* EXTRACT PROVIDED
[Start of Attachment]

Commentary: Supply Chains Are Having An Even Bigger Moment
About the Author: Brian Laung Aoaeh, CFA, is a Cofounder and General Partner of REFASHIOND Ventures, a leading early-stage venture capital firm investing in startups that refashion global supply chains.
Doesn’t it seem as if supply chains have been in the news every day since the earliest days of the COVID-19 pandemic twenty months ago? This time, however, supply chains are in the news because President Biden is reported to have said to White House reporters; “By the way, you all write for a living. I haven’t seen any of you explain the supply chain very well.”
He made that comment in the context of the now legendary and record-breaking accumulation of container ships at the ports of Los Angeles and Long Beach that are creating shortages of all sorts of goods in the United States. For many people in the United States this is the first time they’ve had to think about how supply chains function.
Until the COVID-19 pandemic began, supply chains were a very distant afterthought, or as someone said to me in late 2019 when my partner and I had started pitching an early-stage supply chain technology venture capital fund; “Why would anyone care about supply chain technology?”
If you use any type of product, there’s a surprisingly complex network of organizations and people who work collaboratively with one another to obtain, process, and combine all the raw materials and inputs required to get that product from whoever makes it to you — the end consumer. If you use a service, that service has an analogous network of its own.
The thing that comes as a surprise to people who have never experienced the inner workings of a supply chain is just how incredibly complex supply chains are, even for what seem like mundane products. Moreover, the process of sourcing raw materials, manufacturing, transportation, warehousing and distribution, and final delivery to the end customer requires a huge exercise in coordination.

[End of Attachment]

* REQUIRED TASKS
a: In the supply chain commentary, at which ports are container ships piling up in record numbers?
b: Continue the supply chain commentary with the sentences that would follow its last paragraph.

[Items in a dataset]
[Start of Attachment]

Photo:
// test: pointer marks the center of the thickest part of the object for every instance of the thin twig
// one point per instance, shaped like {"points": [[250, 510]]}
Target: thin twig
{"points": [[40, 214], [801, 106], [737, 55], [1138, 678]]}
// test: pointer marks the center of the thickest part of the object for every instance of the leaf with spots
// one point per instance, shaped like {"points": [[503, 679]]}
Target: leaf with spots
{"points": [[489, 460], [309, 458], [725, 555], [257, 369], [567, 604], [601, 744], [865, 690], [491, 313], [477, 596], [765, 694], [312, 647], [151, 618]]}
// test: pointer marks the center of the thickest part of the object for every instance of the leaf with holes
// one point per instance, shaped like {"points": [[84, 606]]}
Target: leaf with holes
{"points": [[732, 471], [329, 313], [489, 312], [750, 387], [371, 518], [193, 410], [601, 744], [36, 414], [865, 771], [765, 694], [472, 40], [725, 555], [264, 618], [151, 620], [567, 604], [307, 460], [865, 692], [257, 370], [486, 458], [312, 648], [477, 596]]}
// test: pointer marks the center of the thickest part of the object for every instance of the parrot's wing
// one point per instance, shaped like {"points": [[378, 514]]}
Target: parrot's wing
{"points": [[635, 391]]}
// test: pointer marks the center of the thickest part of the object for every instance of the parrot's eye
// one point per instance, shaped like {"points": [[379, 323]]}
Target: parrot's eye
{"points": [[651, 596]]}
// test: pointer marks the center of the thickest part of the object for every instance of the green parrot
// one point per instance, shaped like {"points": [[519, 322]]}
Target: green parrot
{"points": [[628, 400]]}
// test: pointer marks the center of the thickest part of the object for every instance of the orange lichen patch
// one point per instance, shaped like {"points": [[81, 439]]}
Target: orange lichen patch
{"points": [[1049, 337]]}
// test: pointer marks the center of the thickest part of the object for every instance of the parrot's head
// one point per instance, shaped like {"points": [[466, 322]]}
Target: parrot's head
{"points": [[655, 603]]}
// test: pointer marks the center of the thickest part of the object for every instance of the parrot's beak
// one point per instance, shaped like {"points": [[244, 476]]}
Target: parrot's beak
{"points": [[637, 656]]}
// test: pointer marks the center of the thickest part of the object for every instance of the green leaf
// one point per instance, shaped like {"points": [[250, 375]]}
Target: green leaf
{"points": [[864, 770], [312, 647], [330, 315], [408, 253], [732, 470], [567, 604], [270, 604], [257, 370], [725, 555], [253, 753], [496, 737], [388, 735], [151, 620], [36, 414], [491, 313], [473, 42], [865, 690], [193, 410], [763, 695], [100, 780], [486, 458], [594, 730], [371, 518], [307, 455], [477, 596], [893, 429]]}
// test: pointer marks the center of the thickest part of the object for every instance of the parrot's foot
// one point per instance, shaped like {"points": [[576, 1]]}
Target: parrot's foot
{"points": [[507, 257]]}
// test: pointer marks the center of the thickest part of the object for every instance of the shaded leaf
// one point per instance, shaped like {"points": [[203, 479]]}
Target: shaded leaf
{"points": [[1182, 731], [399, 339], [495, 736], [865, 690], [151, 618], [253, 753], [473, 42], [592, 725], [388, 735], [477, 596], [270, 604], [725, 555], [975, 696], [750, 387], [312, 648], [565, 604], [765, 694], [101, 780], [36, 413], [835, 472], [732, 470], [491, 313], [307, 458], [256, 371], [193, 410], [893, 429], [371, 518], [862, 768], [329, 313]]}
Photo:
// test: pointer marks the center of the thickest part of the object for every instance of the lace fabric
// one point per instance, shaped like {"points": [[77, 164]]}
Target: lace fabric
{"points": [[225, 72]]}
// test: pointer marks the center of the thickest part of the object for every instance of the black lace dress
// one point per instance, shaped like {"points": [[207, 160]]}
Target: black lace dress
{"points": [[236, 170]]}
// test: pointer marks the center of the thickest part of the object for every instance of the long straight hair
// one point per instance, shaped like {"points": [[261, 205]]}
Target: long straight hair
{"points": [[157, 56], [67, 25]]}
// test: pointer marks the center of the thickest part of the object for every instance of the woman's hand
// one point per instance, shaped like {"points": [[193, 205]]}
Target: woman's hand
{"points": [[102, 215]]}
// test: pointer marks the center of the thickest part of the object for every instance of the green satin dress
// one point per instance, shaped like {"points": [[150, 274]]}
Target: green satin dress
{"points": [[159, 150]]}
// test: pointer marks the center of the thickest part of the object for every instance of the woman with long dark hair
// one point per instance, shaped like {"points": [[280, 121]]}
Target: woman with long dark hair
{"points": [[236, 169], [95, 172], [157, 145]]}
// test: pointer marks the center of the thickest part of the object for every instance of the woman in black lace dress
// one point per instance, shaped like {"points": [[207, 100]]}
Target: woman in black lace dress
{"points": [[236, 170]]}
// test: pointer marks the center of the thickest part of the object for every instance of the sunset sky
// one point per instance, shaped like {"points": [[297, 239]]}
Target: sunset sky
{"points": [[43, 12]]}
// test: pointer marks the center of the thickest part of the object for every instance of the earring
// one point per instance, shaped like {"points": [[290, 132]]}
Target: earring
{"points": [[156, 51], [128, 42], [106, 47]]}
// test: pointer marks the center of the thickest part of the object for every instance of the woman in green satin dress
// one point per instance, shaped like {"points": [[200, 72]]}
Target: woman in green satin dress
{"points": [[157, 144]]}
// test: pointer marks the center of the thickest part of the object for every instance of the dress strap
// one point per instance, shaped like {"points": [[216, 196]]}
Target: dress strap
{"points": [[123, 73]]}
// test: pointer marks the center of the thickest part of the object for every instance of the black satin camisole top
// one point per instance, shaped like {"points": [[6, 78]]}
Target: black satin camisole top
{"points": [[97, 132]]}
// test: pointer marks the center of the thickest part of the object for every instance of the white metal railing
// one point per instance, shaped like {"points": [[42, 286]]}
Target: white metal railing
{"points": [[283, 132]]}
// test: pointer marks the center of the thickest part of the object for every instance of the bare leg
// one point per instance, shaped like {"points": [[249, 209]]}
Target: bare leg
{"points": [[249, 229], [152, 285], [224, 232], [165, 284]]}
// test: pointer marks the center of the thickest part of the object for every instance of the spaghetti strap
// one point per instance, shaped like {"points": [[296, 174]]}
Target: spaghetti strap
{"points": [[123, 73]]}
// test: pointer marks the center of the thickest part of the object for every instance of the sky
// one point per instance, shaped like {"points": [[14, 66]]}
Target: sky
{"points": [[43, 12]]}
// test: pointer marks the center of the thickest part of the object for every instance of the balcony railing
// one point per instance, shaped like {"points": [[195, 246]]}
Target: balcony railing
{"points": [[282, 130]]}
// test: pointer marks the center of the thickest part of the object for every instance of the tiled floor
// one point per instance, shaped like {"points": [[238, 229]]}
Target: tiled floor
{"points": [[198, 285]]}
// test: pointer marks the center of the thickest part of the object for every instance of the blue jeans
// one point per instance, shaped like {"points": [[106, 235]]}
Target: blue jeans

[End of Attachment]

* TASK-BY-TASK OUTPUTS
a: At the ports of Los Angeles and Long Beach.

b:
These days supply chain coordination occurs across international boundaries and multiple time zones, making events like the the Ever Given being stuck in the Suez Canal just one of the plethora of incidents that could upend the tightly wound, and finely tuned, efficiency and equilibrium that has been built into the supply chains companies have designed to enable then get the products they sell from their point of production to their point of consumption.
There’s another reason supply chains are in the news; The United Nations Climate Change Conference, COP26, has been taking place in Glasgow, Scotland, United Kingdom, since 31 October and will run till 12 November. At first glance, COP26 is about the Climate Crisis. However, on further reflection one realizes that COP26 is really about how we design and manage the supply chains that make the world we take for granted possible. The debates that are raging over how quickly the world must transition from fossil fuels to renewable sources of energy are incredibly consequential because supply chains run on energy; The debate over how we power the world is really a debate over how we power the world’s supply chains.
Climate change and supply chains are opposite sides of the same coin. Therefore, we are in the early-stages of a technology-driven refashioning of global supply chains in order to confront the climate crisis. To get a sense of the scale of the transformation that we will experience: On October 27, HSBC and BCG published a report estimating that “Global supply chains need USD100 trillion of investment by 2050 if they’re to achieve net zero — and as much as half of it is required by small and medium-sized enterprises (SMEs).”; In September, Goldman Sachs published a report estimating that there’s a need for $56 trillion “of green infrastructure investments to meet Net Zero by 2050 in our GS 1.5° scenario, driving technological innovation throughout our Carbonomics cost curve.”
What this means is that the protests against COP26 being voiced at events like the COP26 Counter Climate Summit and the protest march which is reported to have drawn more than 100,000 people to Glasgow on November 6 are really protests about the cause-and-effect relationship between man-made supply chains and the climate crisis.
As my co-authors and I observed in our March 23, 2020 An open letter to the Supply Chain Caucus of the U.S. House of Representatives; “Supply chains are formed from a complex and interconnected network of social, environmental and economic systems. If any one of these subsystems suffers a catastrophic failure, the entire system fails. Moreover, it is generally impossible to predict when a catastrophic failure might occur, or in which subsystem such a failure is most likely to occur.”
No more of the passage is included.